» **TASK OBJECTIVE**
After reading the data, copy it out in full and exactly.

» **EXERCISE INPUTS**
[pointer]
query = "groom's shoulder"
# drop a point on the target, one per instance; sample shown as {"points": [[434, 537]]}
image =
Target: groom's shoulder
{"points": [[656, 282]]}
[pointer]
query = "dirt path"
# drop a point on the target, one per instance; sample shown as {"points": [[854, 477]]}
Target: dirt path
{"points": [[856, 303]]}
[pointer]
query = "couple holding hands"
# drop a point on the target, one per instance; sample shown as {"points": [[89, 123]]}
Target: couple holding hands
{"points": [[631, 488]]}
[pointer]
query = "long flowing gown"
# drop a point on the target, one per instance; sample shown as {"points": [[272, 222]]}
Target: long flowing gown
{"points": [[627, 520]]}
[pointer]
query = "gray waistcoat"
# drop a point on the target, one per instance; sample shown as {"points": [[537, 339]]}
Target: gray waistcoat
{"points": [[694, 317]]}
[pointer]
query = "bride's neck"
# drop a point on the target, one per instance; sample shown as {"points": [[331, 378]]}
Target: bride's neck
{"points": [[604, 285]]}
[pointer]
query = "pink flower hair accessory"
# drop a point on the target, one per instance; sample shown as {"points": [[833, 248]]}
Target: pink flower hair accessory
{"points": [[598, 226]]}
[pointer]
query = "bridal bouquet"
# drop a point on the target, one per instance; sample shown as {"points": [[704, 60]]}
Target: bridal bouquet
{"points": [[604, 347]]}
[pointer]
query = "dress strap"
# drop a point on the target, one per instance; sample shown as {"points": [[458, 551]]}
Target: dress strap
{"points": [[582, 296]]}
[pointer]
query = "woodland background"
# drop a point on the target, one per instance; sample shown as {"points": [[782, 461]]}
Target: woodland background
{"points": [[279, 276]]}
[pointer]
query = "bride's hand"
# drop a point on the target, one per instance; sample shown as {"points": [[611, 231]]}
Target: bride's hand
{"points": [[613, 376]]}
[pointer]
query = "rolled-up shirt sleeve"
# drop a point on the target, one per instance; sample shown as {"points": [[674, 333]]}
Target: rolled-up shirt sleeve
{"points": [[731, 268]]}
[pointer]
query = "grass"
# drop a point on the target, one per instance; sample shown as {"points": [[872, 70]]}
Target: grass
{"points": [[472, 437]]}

» **REPLY TO THE TASK**
[pointer]
query = "groom's shoulder"
# drop a point on the target, one per instance; sample shown as {"points": [[434, 537]]}
image =
Target: groom's shoulder
{"points": [[656, 282]]}
[pointer]
query = "dirt path"
# drop a point on the target, one per instance; sample shown as {"points": [[854, 477]]}
Target: dirt path
{"points": [[856, 303]]}
[pointer]
query = "couple holding hands"
# drop a point on the target, one per instance; sample shown as {"points": [[89, 123]]}
Target: couple holding hands
{"points": [[631, 488]]}
[pointer]
query = "long flowing gown"
# drop a point on the target, one per instance; sample shown as {"points": [[272, 222]]}
Target: long flowing gown
{"points": [[627, 520]]}
[pointer]
query = "gray waistcoat"
# drop a point on the target, one per instance; sample shown as {"points": [[537, 339]]}
Target: gray waistcoat
{"points": [[694, 317]]}
[pointer]
query = "bride's neck"
# drop a point on the target, one per instance; sample shown as {"points": [[331, 378]]}
Target: bride's neck
{"points": [[604, 285]]}
[pointer]
query = "pink flower hair accessory"
# drop a point on the target, one per instance; sample shown as {"points": [[833, 248]]}
Target: pink flower hair accessory
{"points": [[598, 226]]}
[pointer]
query = "bridal bouquet"
# drop a point on the target, one per instance; sample shown as {"points": [[704, 60]]}
Target: bridal bouquet
{"points": [[604, 347]]}
[pointer]
query = "dress strap"
# drop a point on the target, one per instance; sample shown as {"points": [[458, 551]]}
Target: dress strap
{"points": [[582, 296]]}
[pointer]
query = "woodland background"
# drop a point on the target, one per instance; sample shown as {"points": [[782, 461]]}
Target: woodland background
{"points": [[279, 276]]}
[pointer]
query = "bride's hand"
# drop a point on the target, one per instance; sample shown as {"points": [[611, 231]]}
Target: bride's hand
{"points": [[613, 376]]}
[pointer]
query = "rolled-up shirt sleeve"
# drop a point on the target, one per instance; sample shown as {"points": [[674, 333]]}
Target: rolled-up shirt sleeve
{"points": [[731, 268]]}
[pointer]
query = "grass"
# drop a point on the target, one per instance; sample shown as {"points": [[872, 70]]}
Target: grass
{"points": [[472, 437]]}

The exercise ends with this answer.